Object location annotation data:
* * *

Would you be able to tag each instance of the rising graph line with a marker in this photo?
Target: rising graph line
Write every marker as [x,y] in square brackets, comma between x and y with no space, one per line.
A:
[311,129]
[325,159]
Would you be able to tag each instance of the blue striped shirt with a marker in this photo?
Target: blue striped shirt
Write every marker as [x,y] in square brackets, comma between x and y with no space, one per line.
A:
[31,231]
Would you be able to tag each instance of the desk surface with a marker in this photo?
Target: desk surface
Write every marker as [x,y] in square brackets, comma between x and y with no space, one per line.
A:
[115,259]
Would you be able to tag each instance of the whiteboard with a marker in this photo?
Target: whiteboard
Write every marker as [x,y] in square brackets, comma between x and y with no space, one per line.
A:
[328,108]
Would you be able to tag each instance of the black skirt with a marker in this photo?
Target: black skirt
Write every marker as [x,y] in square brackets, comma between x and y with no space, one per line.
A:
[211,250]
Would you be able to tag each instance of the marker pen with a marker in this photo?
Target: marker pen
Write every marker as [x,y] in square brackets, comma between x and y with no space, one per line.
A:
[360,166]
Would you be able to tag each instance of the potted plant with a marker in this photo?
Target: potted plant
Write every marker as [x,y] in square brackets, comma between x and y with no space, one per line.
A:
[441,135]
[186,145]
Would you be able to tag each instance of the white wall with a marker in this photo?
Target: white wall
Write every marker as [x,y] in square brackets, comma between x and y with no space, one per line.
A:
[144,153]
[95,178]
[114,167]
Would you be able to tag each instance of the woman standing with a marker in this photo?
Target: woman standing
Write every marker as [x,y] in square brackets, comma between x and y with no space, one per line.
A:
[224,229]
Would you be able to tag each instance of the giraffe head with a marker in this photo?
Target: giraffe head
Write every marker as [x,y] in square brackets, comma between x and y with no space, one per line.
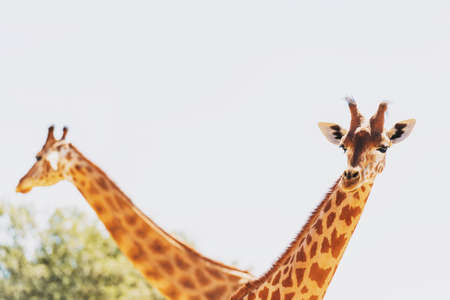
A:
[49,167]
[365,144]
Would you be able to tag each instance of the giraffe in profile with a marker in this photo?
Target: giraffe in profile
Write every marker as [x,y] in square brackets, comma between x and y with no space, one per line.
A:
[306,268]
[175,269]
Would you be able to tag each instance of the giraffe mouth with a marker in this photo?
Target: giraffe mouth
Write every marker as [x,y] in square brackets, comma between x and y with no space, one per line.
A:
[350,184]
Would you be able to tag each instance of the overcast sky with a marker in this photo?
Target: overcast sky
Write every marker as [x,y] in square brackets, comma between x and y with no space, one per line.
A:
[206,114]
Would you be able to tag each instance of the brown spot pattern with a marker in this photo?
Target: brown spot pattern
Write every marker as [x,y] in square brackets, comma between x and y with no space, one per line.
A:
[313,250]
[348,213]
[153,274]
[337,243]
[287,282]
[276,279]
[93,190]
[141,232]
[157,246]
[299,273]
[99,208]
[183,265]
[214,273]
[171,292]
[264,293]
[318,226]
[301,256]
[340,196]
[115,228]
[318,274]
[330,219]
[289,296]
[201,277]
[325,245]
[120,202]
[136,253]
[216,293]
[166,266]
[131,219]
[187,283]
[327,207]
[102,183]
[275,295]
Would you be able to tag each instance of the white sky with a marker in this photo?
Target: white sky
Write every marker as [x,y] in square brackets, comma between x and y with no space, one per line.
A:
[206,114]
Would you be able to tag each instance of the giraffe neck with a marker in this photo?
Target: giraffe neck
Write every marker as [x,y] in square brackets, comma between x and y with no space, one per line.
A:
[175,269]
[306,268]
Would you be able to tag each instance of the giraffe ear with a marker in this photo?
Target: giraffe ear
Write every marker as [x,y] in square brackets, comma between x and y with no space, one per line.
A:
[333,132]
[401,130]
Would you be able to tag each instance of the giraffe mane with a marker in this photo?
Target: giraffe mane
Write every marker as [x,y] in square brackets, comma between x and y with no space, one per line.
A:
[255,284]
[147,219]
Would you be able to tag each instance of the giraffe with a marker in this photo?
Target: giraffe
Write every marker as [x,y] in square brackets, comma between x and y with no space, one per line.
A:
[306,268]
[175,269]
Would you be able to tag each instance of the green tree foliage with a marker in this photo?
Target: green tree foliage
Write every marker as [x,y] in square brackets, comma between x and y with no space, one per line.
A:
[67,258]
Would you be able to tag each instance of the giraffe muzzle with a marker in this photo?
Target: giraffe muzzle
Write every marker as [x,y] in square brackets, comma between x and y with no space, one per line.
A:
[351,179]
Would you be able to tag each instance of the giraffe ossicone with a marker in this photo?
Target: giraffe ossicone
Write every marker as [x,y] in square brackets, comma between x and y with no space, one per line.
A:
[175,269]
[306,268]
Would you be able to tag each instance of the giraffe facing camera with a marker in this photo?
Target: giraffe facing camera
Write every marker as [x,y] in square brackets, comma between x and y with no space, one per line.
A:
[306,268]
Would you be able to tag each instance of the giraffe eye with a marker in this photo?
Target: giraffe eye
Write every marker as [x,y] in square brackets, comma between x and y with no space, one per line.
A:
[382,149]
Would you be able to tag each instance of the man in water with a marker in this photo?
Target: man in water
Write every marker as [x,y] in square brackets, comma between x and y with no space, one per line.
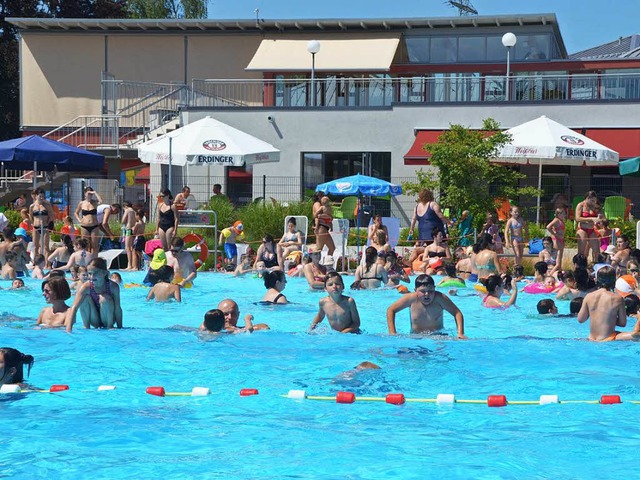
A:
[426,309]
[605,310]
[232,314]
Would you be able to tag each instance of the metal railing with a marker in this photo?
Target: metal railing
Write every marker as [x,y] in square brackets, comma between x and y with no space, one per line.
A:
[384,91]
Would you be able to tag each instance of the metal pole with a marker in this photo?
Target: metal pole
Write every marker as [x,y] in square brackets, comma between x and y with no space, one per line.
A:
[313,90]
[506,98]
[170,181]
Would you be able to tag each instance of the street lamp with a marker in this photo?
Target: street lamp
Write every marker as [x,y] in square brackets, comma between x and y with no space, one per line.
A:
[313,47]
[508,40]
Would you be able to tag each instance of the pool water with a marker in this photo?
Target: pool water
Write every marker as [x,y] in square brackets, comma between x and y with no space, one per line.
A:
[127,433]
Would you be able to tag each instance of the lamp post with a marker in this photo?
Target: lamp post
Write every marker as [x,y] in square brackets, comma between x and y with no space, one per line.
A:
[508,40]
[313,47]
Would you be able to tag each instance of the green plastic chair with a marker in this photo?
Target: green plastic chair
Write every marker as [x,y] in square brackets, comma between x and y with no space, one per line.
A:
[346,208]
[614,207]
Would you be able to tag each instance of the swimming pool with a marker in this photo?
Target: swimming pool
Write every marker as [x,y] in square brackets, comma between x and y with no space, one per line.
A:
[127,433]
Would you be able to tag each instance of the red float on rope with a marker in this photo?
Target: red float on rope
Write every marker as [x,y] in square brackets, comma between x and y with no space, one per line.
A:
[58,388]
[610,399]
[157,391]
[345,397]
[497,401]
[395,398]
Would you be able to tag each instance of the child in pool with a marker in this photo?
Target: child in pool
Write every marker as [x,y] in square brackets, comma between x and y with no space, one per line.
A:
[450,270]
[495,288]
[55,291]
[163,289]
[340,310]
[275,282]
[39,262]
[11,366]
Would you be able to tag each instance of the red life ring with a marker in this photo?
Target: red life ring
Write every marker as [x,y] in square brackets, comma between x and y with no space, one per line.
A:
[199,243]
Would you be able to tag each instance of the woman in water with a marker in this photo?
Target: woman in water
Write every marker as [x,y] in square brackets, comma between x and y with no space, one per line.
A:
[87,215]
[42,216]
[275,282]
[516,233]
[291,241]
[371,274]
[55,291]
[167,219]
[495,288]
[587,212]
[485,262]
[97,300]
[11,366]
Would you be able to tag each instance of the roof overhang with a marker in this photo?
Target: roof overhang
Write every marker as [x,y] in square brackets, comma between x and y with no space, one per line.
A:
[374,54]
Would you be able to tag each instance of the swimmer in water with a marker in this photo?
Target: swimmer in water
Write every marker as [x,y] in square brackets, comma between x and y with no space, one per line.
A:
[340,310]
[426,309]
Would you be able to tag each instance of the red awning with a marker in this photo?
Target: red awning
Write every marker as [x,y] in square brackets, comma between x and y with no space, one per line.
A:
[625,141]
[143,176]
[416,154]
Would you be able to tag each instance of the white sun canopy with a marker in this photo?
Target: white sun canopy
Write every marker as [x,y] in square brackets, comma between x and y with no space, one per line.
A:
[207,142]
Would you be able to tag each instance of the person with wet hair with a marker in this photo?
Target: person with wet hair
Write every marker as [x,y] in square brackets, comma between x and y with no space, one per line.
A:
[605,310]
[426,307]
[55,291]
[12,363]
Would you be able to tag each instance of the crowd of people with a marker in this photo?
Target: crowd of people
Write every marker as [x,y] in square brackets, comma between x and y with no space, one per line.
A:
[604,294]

* * *

-- Exercise --
Word for word, quote the lines from the line containing "Would you be able to tag each instance of the roof" through the end of the material, both included, and nothing else.

-- Exercise response --
Would you be able to tag each instance of the roof overhang with a marker in this photo?
Target: roof overhang
Write every marker as [x,y] in square brackets, comma between x and y with no space, one per line.
A:
[374,54]
Would you be able to tag each instance of the swimmer in water with a marker in this photo?
Target: swimmer in water
Write every marker as [x,y] in square brackets, comma between x and y with no space, one per line.
A:
[340,310]
[426,309]
Would you be able to tag each instance of the red awning with a marker in this photo?
Target: red awning
Write every marker as [x,y] in square brackets, comma between x and y with no space, one per line.
A:
[625,141]
[143,176]
[416,154]
Would you be able to tag each instance of the white sun canopy with a marker in this photo?
Target: white sun canopy
Write every marker as [x,y] in square brackets, comma between x and y with no space, one per line.
A:
[207,142]
Would you be able to tag each instance of the person with wet hair with a marker in this photo?
Target: person with wet hair
Write every marker as [x,y] in square brackets, comma between x and y with no space, one per line.
A:
[605,310]
[426,307]
[55,291]
[12,363]
Would you be able to tag each instance of the crowd of people with a marker in this photo?
Target: crowd of people
Write every marker as [x,y] in square brackets, comma between x and y with no space, one per line.
A:
[604,294]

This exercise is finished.